WHAT YOU SHOULD DO →
Return every record below exactly as written, but leave out the pictures.

Position identification records
★ ★ ★ ★

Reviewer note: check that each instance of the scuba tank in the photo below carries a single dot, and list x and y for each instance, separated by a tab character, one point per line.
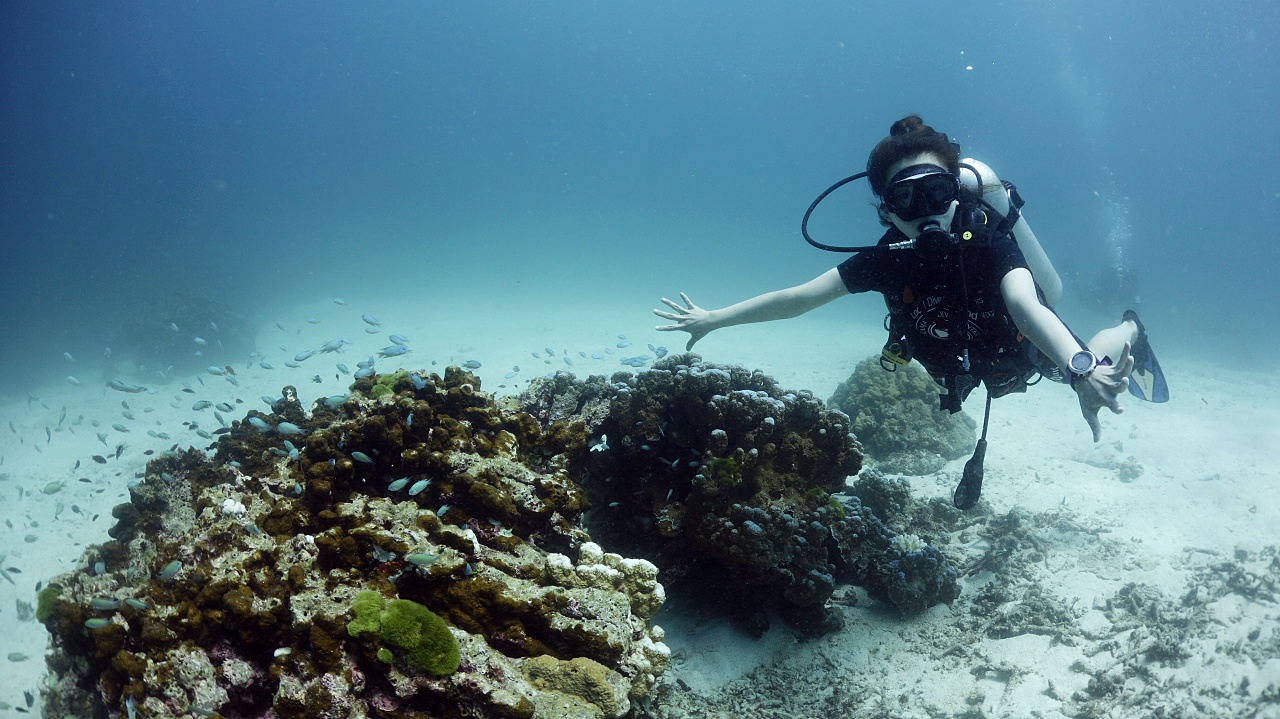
976	174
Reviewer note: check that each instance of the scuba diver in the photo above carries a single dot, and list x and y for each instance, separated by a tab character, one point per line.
968	287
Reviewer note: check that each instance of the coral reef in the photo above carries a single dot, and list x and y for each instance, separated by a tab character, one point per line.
896	417
411	558
726	481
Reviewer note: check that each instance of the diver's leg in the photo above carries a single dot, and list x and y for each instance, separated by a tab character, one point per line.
1111	340
1147	380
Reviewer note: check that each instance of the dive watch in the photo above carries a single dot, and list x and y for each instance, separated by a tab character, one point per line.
1082	365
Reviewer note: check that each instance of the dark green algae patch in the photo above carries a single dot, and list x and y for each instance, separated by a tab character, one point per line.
712	474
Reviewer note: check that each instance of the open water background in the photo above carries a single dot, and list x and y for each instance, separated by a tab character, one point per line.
266	154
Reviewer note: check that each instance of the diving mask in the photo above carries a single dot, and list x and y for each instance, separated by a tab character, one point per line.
920	191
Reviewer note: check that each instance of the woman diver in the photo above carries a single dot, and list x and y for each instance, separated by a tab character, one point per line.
968	287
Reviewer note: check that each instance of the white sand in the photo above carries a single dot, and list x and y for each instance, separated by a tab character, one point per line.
1205	493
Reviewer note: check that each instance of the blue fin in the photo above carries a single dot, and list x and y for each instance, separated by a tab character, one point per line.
1147	380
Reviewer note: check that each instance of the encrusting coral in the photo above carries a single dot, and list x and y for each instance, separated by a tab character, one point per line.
429	550
726	480
896	417
332	587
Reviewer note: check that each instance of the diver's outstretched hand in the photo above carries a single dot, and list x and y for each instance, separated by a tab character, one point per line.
1102	388
690	319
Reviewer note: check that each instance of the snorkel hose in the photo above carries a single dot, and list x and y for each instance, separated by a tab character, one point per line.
932	238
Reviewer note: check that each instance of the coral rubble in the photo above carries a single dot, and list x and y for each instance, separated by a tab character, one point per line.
726	480
289	585
896	417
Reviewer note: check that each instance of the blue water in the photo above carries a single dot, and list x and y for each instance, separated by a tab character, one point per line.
261	152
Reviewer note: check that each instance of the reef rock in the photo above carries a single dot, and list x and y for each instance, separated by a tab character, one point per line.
726	482
896	417
338	578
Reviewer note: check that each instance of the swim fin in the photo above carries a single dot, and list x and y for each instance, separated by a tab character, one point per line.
1147	380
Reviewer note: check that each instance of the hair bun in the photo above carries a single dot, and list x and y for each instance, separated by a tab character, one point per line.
906	124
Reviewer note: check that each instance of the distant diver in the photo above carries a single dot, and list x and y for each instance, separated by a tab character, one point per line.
968	287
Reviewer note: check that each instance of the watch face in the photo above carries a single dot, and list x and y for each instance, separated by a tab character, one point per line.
1082	362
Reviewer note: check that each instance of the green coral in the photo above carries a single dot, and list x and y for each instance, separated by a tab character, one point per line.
368	609
416	631
46	603
428	644
896	417
725	471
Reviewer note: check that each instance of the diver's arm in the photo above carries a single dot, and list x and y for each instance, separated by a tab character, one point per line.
778	305
1102	388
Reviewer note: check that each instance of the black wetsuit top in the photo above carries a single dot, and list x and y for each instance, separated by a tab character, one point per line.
927	305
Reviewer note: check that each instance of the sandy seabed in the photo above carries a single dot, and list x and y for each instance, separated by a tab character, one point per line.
1133	577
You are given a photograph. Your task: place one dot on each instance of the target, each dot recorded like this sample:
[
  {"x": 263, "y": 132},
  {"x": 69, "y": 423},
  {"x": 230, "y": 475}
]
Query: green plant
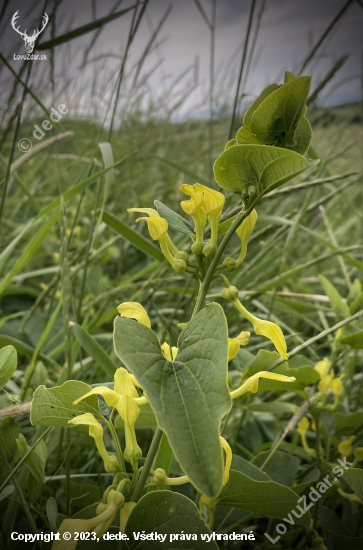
[{"x": 186, "y": 391}]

★ ★ ★ ★

CORRECT OUTPUT →
Reviewer note: check that each instance of the scuba tank in the photo below carries a single dot, and list x and y for each instance, separated by a tab character, one point per line.
976	174
Reviewer note: check that each instance of the scuba diver in the photo above carries a single dot, and list x and y for each instance, separated by a tab character, one point per line.
968	287
Reviewer note: check that each instance of the coral reef in the photo above carries a single dot, and list x and y for each instance, separated by a tab character, one point per line.
896	417
411	558
726	481
Reviewer note: check that each instance of the diver's leg in the photo above carries a single dot, and list x and y for each instance, separated by a tab character, one point per line.
1111	340
1147	380
Reviewer note: check that each instance of the dive watch in the photo above carries a single dot, and list x and y for each instance, separated by a tab character, one point per line.
1082	365
Reviewer note: check that each instance of the dark green algae patch in the photo above carries a single dot, and list x and y for each instance, separated by a tab character, one point per line.
712	474
Reviewer note: check that each instance of the open water background in the photo above carries a single dot, and list x and y for each instance, separated by a tab character, one point per line.
266	154
Reviewer note: check that each instance of the diving mask in the photo above carries a single dot, and list x and y for each instance, separated by a tab character, one point per line.
920	191
Reviewer note: check that each instance of the woman diver in the photo above carries a single dot, and list x and y for each instance, separated by a tab character, one point per line.
968	287
Reviewer note: check that each instance of the white sand in the photo above carries a single dot, and list x and y for each instance, separated by a tab character, one point per line.
1205	493
Reviewer note: check that each instance of the blue fin in the photo above carries a single dot, and list x and y for each instance, separated by a tab character, one point per line.
1147	380
Reviewer note: check that each instance of the encrusting coral in the photo above carries a single dot, and list x and y for each instance, separated by a tab character, one point per line.
429	550
726	480
896	417
332	587
Reviewer note: check that each instance of the diver's outstretched hand in the photo above carries a single dot, and list x and y for each instance, separated by a tab character, one point per line.
1102	388
690	319
Reviewer note: check that each instance of the snorkel hose in the photo above carries a single dot, and list x and y for each instance, separated by a tab character, one point per line.
932	238
Reviewer note: check that each instance of the coral rubble in the photo above carries a single dot, and list x and y for each instance, separated by a tab character, one point per line.
726	480
289	585
896	417
Reviewer note: check that each instance of the blue water in the photo above carries a single dot, and list x and y for each instance, separated by a tab character, one point per line.
261	152
Reviewer note: check that each instance of the reef rock in the photo above carries a single dot, and list x and y for each instance, separated by a tab character, one point per line.
726	482
896	417
338	578
Reviewer note: check that each instance of the swim fin in the photo above carries a single dot, and list x and y for each instance, separated by a tab character, one point per line.
1147	380
Reviewer note: check that each instance of the hair bun in the photo above carries a single dot, and list x and y for each instance, separated by a tab character, one point per line.
906	124
Reviewer note: check that each instance of the distant diver in the photo above carries a single dot, and list x and y for each instance, separated by a tab character, one point per line.
968	287
Reviewer note: check that each instance of the watch face in the photo above carries a single dot, and list x and y for each instance, separated by a tab character, one point per line.
1082	362
Reviewer note: check that each instance of the green coral in the photo above carries a single dot, and list x and y for each instance, separated by a tab character, one point per line.
368	609
416	631
46	603
428	644
896	417
725	471
Reviewer note: check that each instance of the diver's arm in the photo above carries a single dot, and list x and y for each instance, separated by a tab character, one point per line.
778	305
1102	388
Reviewer note: check that each instance of the black wetsuit top in the photo above carries a single dot, and list x and y for each instance, separated by a tab character, one point per line.
927	305
Reviewer note: check that each instance of the sandy seabed in the photo above carries a single dot, and list x and y for each instance, separated by a tab character, one point per line.
1133	577
You are given a photograph. Your task: place one dot on each instance of the target, each dot recorded like this sample:
[
  {"x": 263, "y": 132},
  {"x": 69, "y": 423},
  {"x": 230, "y": 475}
]
Query: green plant
[{"x": 186, "y": 391}]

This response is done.